EXERCISE: No pictures, nothing altered: return the data below.

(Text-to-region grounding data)
════════

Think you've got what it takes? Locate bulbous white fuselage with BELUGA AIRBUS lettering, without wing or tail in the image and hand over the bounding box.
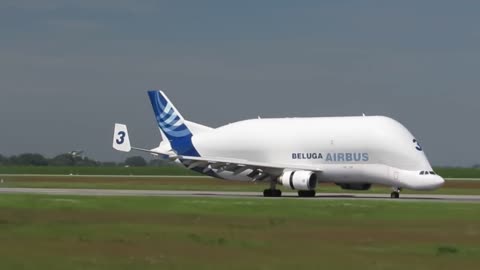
[192,116,444,189]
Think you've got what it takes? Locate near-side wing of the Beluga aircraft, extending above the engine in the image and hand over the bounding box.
[176,156,322,181]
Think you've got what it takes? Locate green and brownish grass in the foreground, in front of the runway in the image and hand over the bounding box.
[0,195,480,270]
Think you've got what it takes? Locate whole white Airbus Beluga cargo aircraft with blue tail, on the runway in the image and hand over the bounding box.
[113,90,444,198]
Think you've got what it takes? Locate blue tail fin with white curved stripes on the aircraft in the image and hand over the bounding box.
[148,90,200,157]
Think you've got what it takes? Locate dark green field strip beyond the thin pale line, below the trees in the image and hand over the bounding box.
[0,166,480,178]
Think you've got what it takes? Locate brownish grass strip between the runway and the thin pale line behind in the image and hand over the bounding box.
[0,176,480,195]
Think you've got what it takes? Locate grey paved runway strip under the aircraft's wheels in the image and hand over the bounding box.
[0,188,480,203]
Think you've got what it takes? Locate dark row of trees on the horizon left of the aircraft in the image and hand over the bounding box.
[0,153,168,167]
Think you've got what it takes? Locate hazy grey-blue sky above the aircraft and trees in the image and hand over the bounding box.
[0,0,480,166]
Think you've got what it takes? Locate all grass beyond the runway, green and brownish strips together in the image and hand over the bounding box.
[0,166,480,195]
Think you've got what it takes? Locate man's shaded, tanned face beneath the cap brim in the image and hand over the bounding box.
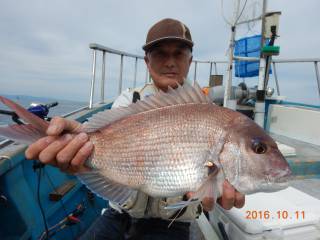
[145,41,192,91]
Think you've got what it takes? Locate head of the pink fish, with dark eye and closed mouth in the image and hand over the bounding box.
[219,116,291,194]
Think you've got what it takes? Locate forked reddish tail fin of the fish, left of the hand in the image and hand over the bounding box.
[0,96,49,143]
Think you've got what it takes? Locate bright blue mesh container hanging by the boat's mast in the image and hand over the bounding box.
[234,35,271,78]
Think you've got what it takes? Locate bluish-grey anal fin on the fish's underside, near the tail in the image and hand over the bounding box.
[77,170,136,205]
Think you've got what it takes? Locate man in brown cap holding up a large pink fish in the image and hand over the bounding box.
[26,19,244,239]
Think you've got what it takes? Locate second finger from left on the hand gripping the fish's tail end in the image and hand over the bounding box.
[39,134,73,164]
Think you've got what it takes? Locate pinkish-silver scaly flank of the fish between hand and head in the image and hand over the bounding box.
[90,104,225,195]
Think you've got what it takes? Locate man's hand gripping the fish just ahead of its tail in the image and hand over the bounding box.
[25,117,93,173]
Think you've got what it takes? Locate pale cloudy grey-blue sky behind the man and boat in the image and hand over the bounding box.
[0,0,320,105]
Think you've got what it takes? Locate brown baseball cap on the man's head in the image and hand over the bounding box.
[142,18,193,51]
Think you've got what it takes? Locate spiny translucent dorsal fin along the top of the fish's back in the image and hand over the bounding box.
[83,84,211,132]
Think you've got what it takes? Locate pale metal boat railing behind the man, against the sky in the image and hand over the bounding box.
[89,43,320,108]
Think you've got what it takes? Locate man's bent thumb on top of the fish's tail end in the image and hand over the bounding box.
[47,117,81,136]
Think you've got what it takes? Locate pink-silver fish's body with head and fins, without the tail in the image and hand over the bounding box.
[0,86,291,206]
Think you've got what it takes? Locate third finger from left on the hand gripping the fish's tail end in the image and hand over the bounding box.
[57,133,88,170]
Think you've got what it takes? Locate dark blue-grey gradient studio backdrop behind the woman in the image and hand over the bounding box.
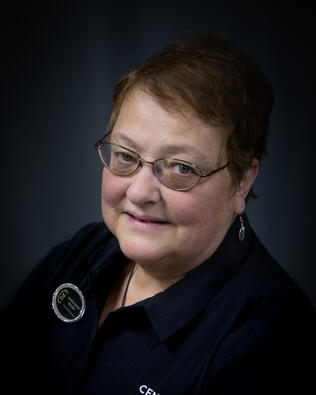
[0,0,316,308]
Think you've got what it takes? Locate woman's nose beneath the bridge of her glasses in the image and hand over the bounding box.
[126,164,161,206]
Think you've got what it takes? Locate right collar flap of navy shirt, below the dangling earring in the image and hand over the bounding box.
[144,215,252,341]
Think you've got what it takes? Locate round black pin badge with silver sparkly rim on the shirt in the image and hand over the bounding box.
[52,283,86,323]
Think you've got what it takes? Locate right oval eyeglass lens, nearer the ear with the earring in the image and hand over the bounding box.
[155,159,200,191]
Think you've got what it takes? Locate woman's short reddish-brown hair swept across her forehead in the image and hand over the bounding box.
[107,35,273,196]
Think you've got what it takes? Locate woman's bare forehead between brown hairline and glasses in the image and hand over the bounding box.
[111,89,225,159]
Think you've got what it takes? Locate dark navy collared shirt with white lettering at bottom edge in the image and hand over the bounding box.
[1,218,316,395]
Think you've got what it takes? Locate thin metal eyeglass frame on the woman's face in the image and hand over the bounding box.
[94,135,232,192]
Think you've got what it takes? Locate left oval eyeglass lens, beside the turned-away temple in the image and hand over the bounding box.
[99,143,139,175]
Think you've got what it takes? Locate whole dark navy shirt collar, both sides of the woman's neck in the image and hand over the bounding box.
[82,214,253,341]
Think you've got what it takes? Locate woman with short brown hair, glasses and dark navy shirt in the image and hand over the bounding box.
[2,36,316,394]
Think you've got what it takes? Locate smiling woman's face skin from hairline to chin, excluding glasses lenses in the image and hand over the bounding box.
[102,90,242,274]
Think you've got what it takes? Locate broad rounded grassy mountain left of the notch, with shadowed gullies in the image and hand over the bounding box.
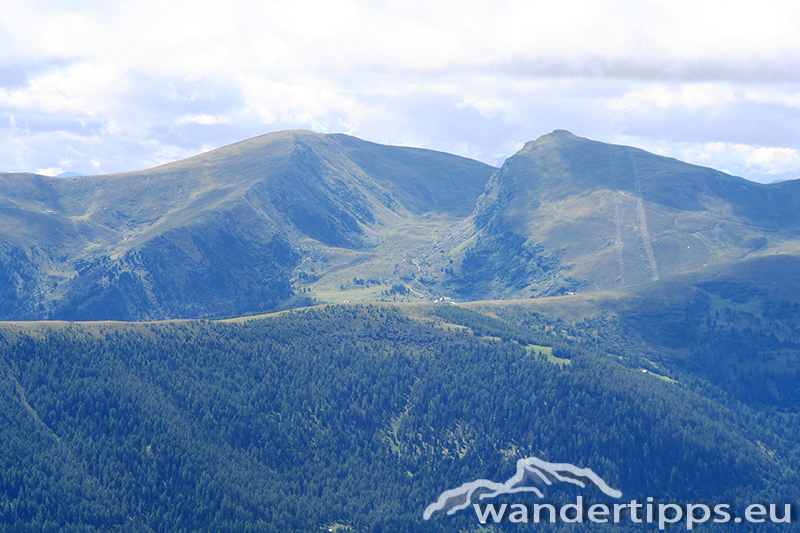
[0,132,494,319]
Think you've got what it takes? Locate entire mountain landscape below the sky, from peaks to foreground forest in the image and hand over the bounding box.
[0,130,800,533]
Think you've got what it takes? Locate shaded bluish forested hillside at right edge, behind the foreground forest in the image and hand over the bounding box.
[466,254,800,413]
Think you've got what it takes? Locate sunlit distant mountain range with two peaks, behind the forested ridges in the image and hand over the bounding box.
[0,130,800,320]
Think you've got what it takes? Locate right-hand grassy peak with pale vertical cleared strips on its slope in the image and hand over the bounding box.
[456,127,800,297]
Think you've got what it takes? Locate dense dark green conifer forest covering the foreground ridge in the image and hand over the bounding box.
[0,306,800,532]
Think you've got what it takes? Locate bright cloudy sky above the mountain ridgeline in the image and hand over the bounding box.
[0,0,800,183]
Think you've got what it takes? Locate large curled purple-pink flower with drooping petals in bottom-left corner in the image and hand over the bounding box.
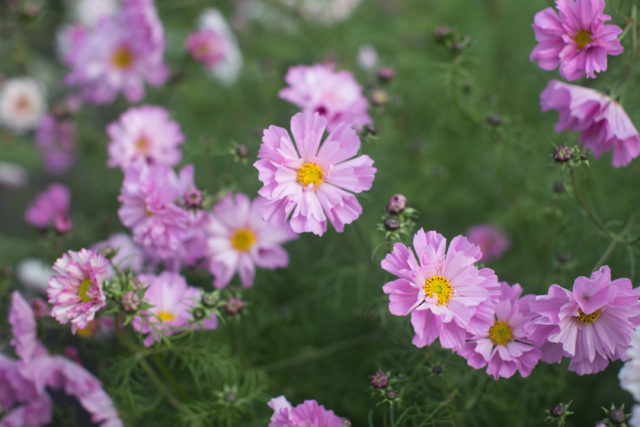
[0,292,122,427]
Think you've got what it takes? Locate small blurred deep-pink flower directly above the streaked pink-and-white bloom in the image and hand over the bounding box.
[25,184,71,233]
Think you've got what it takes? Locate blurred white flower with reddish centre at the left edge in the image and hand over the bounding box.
[0,77,46,133]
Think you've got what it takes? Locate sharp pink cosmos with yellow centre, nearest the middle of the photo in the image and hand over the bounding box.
[254,112,376,235]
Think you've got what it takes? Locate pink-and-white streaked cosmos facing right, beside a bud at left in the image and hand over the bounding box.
[47,249,109,334]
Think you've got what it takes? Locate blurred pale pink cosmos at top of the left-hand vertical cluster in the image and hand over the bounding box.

════════

SOLUTION:
Think you've got what it takes? Locate bulbous white fuselage with BELUGA AIRBUS lettering, without wing or tail in the image and hand over the bounding box.
[192,116,444,189]
Think you've got what it takes? Locate near-side wing of the Beluga aircraft, extending above the engine in the image and hand over the bounding box.
[176,156,322,181]
Think you've got what it takes? Locate green and brownish grass in the foreground, in front of the runway in the image and hand over the bounding box.
[0,195,480,270]
Think you've got what it takes? Locate whole white Airbus Beluga cargo aircraft with blue tail, on the runway in the image and hand over the bounding box.
[113,90,444,198]
Think you've got what it takes? Locate blue tail fin with white curved stripes on the aircraft in the image and hand over the bounding box.
[148,90,200,157]
Think you've got what it takes? Locate dark green field strip beyond the thin pale line, below the trees in the image and hand over the bounding box.
[0,166,480,178]
Think you've got what it takes? Locate brownish grass strip between the runway and the thin pale line behind in the image and hand over the bounding box.
[0,176,480,195]
Think you've got what it takes? Locate grey paved runway strip under the aircraft's wheels in the image and hand over the bounding box.
[0,188,480,203]
Think you've got what it takes? Locate dark row of trees on the horizon left of the aircraft in the image and hand over the bounding box.
[0,153,168,167]
Think you've got what it takes? Locate hazy grey-blue sky above the aircraft and trees in the image and hand over the bounding box.
[0,0,480,166]
Think you've got what it takes? Locate all grass beyond the runway, green and brownish strips together in the image and hand over the bounding box.
[0,166,480,195]
Think you've got what it takes? Locate man's shaded, tanned face beneath the cap brim in the image and hand over the bounding box.
[145,41,192,91]
Think you've got what it takes? Locate head of the pink fish, with dark eye and closed mouth in the image and hand over the bounding box.
[219,116,291,194]
Think you've got what it takes? Locate forked reddish tail fin of the fish, left of the hand in the image and hand over the bounding box.
[0,96,49,143]
Think you've got what it takes? Locate bright blue mesh container hanging by the boat's mast in the image and hand over the bounding box.
[234,35,271,78]
Think you've got what it takes? Locate bluish-grey anal fin on the fish's underside, near the tail in the image and hand over the bounding box.
[77,170,136,205]
Think you've got what it takes? Locate man in brown cap holding up a large pink fish in the image and hand over the bounding box.
[26,19,244,239]
Think you've got what it takes? Locate second finger from left on the hand gripping the fish's tail end in the image and hand over the bounding box.
[39,134,73,164]
Think you've got what it takes? Locate pinkish-silver scaly flank of the fish between hand and head in the image and hand over the bounding box.
[90,104,225,195]
Think you've got what it takes? Locate man's hand gripping the fish just ahead of its tail in the image and hand over the bounding box.
[25,117,93,173]
Think you've got what it takes? Locate pale cloudy grey-blue sky behind the man and boat in the image and hand over the bounding box.
[0,0,320,105]
Think you've got what it takes? Locate brown baseball cap on the man's head in the image and hand over the bounding box.
[142,18,193,51]
Think you've got what it takes? Locate spiny translucent dorsal fin along the top of the fish's back in the image and hand over the bounding box.
[83,84,211,132]
Think you've got what it takes? Locate pale metal boat railing behind the man, against the sky in the image and hand over the bounding box.
[89,43,320,108]
Think you've got what it takes? Locate man's bent thumb on top of the fish's tail end in the image and hand over the bounding box.
[47,117,81,136]
Think you've got what it takes? Locate pink-silver fish's body with head and fins, without the tail in the image and hand over the bounding box.
[0,86,291,206]
Think you've got what it takes? Locate third finger from left on the hand gripping the fish's tail end in the image and hand over the bounding box.
[57,133,88,170]
Think you've got what it takes? Locate dark blue-grey gradient studio backdrop behind the woman in the image and hand over the bounding box.
[0,0,316,308]
Think you've got what it takes? Locate woman's nose beneath the bridge of her glasses in the image and hand over the bounding box.
[126,164,161,206]
Think you've got what it takes? Locate right collar flap of navy shirt, below the dangling earring in the image and hand over the bounding box.
[144,215,252,341]
Think you've got what it takes? Locate round black pin badge with silver sparkly rim on the shirt in the image and hand over the bounding box.
[52,283,86,323]
Think you've got what it takes? Locate right oval eyeglass lens, nearer the ear with the earring in the image and hand over the bounding box.
[155,159,200,191]
Think you've got what it takes? Locate woman's short reddish-brown hair swept across her forehead in the image and hand over the bounding box.
[107,35,273,196]
Think you've got what it takes? Locate woman's bare forehead between brown hairline and glasses in the image and hand over the bounding box.
[111,89,225,159]
Think you've got what it takes? Locate dark navy collared shirt with white lettering at bottom edge in the image and hand over the bounding box.
[1,218,316,395]
Think you've got what it takes? Locate thin metal eyeglass frame on the woman's face in the image and hand over the bounding box.
[94,135,232,192]
Think you've got what it takes? Locate left oval eyeglass lens, beside the turned-away temple in the image and hand over the bounding box.
[99,143,139,175]
Think you've got what it takes? Locate whole dark navy shirt collar, both sides of the woman's neck in the image and hand over the bounding box.
[82,214,253,341]
Think you've got what it takes? Locate woman with short brown hair, glasses and dark navy shirt in the image and hand over the bounding box.
[2,36,316,394]
Think you've got what it takes? Locate smiling woman's face skin from hairline to chin, excluding glasses lenses in the image and hand over the bounding box.
[102,90,242,274]
Think you've got what it takes? Locate broad rounded grassy mountain left of the notch, with shadowed gullies in the image and hand over the bounding box.
[0,132,494,319]
Think you've got what it takes? Locate entire mountain landscape below the sky, from peaks to foreground forest in the image and hand over the bounding box.
[0,130,800,533]
Think you've got what it takes? Locate shaded bluish forested hillside at right edge, behind the foreground forest in the image and hand over the bounding box.
[466,254,800,413]
Think you've got what it takes? Locate sunlit distant mountain range with two peaks, behind the forested ridges in the image and hand over the bounding box.
[0,130,800,320]
Think you've got what it takes? Locate right-hand grassy peak with pale vertical cleared strips on its slope in the image and hand over the bounding box.
[456,127,800,297]
Think you've got what it takes? Locate dense dark green conifer forest covering the foreground ridge in the image and hand over the bounding box.
[0,306,800,532]
Think you've got what it takes? Locate bright cloudy sky above the mountain ridgeline in the image and hand over the bounding box.
[0,0,800,183]
Think you've got what it takes? Locate large curled purple-pink flower with drooping petals in bottom-left corner in the image and hand over the bounding box.
[0,292,122,427]
Think you've got what it takes? Locate small blurred deep-pink flower directly above the streaked pink-and-white bloom in the image and hand over the bounding box.
[25,184,71,233]
Think you've got what it takes? Locate blurred white flower with reddish centre at the left edge in the image and hand over the bounding box.
[0,77,46,133]
Think you've got what it takes? Locate sharp pink cosmos with yellow centre, nearest the middle of the photo in the image and hand over the bounding box.
[254,112,376,235]
Think you've got what it takes? Locate pink-and-white streaked cosmos facing right, beside a bud at left in the image and hand over the bounding box.
[47,249,109,334]
Think you've got what it takes? Locate blurred pale pink cosmos at top of the left-hand vertical cluster in the image and hand over the bounding box.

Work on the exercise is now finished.